The problem >> In your copy, include every line of the listing below exactly but none of the pictures.

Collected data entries
--------------------------------------------------

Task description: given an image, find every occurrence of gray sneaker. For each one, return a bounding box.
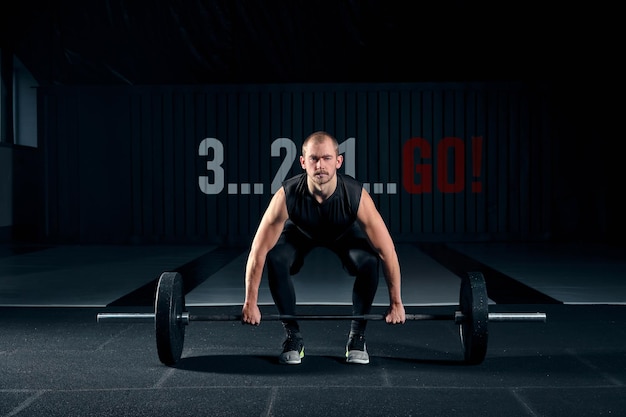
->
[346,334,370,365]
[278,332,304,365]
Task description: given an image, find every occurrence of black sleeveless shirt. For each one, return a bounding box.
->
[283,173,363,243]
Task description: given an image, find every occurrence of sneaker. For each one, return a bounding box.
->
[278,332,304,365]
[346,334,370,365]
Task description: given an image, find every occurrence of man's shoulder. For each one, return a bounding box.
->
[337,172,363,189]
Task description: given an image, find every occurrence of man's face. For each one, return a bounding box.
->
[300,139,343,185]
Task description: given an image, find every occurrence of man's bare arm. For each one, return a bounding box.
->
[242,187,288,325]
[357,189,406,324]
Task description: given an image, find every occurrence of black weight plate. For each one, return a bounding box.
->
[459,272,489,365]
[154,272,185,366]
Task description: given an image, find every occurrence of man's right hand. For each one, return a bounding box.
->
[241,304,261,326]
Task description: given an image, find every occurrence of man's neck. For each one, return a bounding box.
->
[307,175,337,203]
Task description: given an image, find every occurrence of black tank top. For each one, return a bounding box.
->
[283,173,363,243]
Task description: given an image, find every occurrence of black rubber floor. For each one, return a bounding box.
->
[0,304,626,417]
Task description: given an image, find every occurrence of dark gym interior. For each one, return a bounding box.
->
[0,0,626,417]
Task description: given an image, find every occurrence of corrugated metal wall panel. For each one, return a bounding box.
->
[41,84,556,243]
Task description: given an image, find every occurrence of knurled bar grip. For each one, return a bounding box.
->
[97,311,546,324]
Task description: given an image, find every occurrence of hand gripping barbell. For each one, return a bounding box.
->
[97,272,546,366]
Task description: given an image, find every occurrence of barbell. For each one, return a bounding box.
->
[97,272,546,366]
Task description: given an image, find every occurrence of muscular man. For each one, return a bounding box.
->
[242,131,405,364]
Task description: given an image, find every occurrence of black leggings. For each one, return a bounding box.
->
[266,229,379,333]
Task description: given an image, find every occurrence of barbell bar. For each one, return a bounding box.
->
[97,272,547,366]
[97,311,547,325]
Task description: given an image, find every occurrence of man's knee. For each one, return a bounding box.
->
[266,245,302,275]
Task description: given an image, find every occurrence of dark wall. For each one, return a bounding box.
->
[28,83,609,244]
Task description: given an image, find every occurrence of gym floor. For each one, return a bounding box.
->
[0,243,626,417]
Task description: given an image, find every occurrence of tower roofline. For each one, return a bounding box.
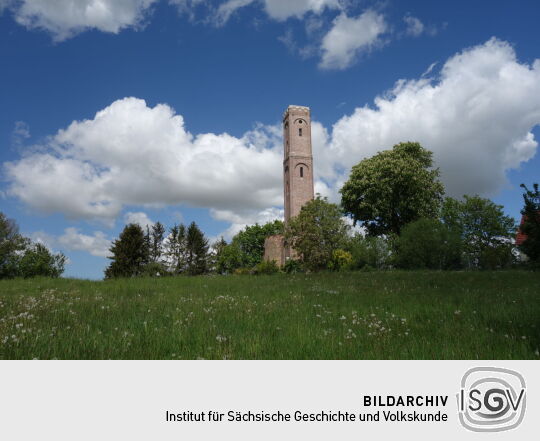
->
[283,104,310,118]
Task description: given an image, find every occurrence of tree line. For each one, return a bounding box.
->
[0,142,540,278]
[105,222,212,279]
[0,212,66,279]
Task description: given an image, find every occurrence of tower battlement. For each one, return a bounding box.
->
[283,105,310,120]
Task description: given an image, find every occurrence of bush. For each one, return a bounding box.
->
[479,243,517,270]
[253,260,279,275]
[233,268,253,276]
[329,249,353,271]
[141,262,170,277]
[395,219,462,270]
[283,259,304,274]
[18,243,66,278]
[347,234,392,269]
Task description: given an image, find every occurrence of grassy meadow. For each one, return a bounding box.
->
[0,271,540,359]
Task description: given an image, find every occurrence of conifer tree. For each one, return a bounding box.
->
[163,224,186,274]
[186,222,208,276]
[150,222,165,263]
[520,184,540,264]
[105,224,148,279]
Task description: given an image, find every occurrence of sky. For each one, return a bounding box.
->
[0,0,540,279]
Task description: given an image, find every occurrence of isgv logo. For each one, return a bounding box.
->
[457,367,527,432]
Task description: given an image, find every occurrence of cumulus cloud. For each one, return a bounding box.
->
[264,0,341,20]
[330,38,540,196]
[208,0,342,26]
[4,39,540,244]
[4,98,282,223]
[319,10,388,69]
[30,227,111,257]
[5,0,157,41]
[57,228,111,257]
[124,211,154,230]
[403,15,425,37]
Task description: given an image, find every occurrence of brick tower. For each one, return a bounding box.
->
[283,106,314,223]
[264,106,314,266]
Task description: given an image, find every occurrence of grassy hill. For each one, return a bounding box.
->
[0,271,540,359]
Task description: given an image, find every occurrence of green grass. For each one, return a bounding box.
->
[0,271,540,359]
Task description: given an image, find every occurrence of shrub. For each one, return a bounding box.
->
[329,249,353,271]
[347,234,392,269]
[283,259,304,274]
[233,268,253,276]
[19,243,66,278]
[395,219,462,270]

--------------------------------------------------

Output for this task >>
Task description: given an image, find every occurrence of gray sneaker. For each one, return a bounding box.
->
[346,334,370,365]
[278,332,304,365]
Task description: given an image, find every occurrence of black sleeveless shirt. For each one, return a bounding box.
->
[283,173,363,243]
Task description: given an image, find every occurrence of sneaker. For each one, return a bounding box.
->
[278,332,304,365]
[346,334,370,365]
Task description: given an image, find every occurrence of man's shoulder. For each one, return a bounding box.
->
[337,172,363,189]
Task description: given an image, find every occurrence of man's face. For each one, return a bounding box.
->
[300,139,343,185]
Task description: given an image, find every occurrence of man's bare arm. For each one, return a bounding box.
->
[242,187,288,325]
[357,189,406,324]
Task description: given an image, find every occurrence of black weight plate. For each one, return a bounding box.
->
[459,272,489,365]
[154,272,185,366]
Task description: given an image, find every occurrence of man's right hand. For each one, return a bounding box.
->
[241,304,261,326]
Task description: given an image, find every occurrence of man's neck. For each one, return a bounding box.
->
[307,175,337,203]
Task description: given an image, find every occurrence of black tank top. For each one, return a bounding box.
->
[283,173,363,243]
Task description: given an image, find every occurrence of black rubber floor. For each one, return a bounding box.
->
[0,304,626,417]
Task description: given an image, find every occurrence of dark gym interior. For each one, return a bounding box.
->
[0,0,626,417]
Task description: given an image, find every occurrence of corrugated metal wall panel. For each one, return a bounding box.
->
[41,84,556,243]
Task description: given an image, find every occurrence of knurled bar grip. For each one, return a bounding box.
->
[97,311,546,324]
Task description: given an image, find every occurrence of hand gripping barbell. For each one, return a bounding box.
->
[97,272,546,366]
Task description: given an image, find every occurrence of barbell. For each one, return a bounding box.
->
[97,272,546,366]
Task description: given an image, find every occurrence of muscular man. For each one, return a bounding box.
->
[242,131,405,364]
Task description: given an image, find every occurrence of black leggings. For each one, return a bounding box.
->
[266,229,379,333]
Task description: given an image, find every occurrence of barbell bar. For each one, return a bounding box.
->
[97,272,547,366]
[97,311,547,325]
Task description: given an image, find every occurrence of man's knee. For each one, return a bounding box.
->
[266,245,302,275]
Task description: given an image, find every occurrence of dark wall. For each one, return a bounding box.
->
[28,83,609,244]
Task description: given an image, find every occurrence of gym floor. For each one, return a bounding box.
->
[0,243,626,417]
Task description: given an image, find every occurrence of tower roofline. For each one, return a bounding box.
->
[283,104,310,118]
Task description: given an image, find every occurrence of tree line. For each one, return a bounding box.
->
[0,142,540,278]
[105,222,212,279]
[0,212,66,279]
Task description: given an image, find every occurrence of tower battlement. For each one, return a bounding box.
->
[283,105,310,120]
Task description: given an image, find every occurrence of bush. For each one, return a bounding box.
->
[479,243,517,270]
[253,260,279,275]
[233,268,253,276]
[329,249,353,271]
[141,262,170,277]
[395,219,462,270]
[283,259,304,274]
[18,243,66,278]
[347,234,392,269]
Task description: given an image, find every occurrence of grassy meadow. For each one, return a bounding box.
->
[0,271,540,359]
Task description: given an image, find every occurrence of conifer tree. For each one, return a bounding box.
->
[163,224,186,274]
[186,222,208,276]
[150,222,165,263]
[520,184,540,264]
[105,224,148,279]
Task description: given an image, find every occurrence of sky. For each one, return a bounding box.
->
[0,0,540,279]
Task description: given an image, find every occurrence of isgv logo. For each one, return a bounding box.
->
[457,367,527,432]
Task description: given an image, find every occurrence of cumulus cloud. For each one, return a bounding box.
->
[264,0,341,20]
[330,38,540,196]
[208,0,342,26]
[4,39,540,244]
[4,98,282,223]
[319,10,388,69]
[30,227,111,257]
[5,0,157,41]
[57,228,111,257]
[124,211,154,230]
[403,15,425,37]
Task description: given an image, find every occurrence of brick tower. For each one, return a bounding box.
->
[283,106,314,223]
[264,106,314,266]
Task description: given an image, find every occurrence of grassy hill. For each one, return a bounding box.
->
[0,271,540,359]
Task description: given an image, find every occurrence of green grass. For each one, return a bounding box.
->
[0,271,540,359]
Task description: given an image, find every occurrence of shrub. For each one, return a bounding box.
->
[329,249,353,271]
[347,234,392,269]
[283,259,304,274]
[233,268,253,276]
[19,243,66,278]
[395,219,462,270]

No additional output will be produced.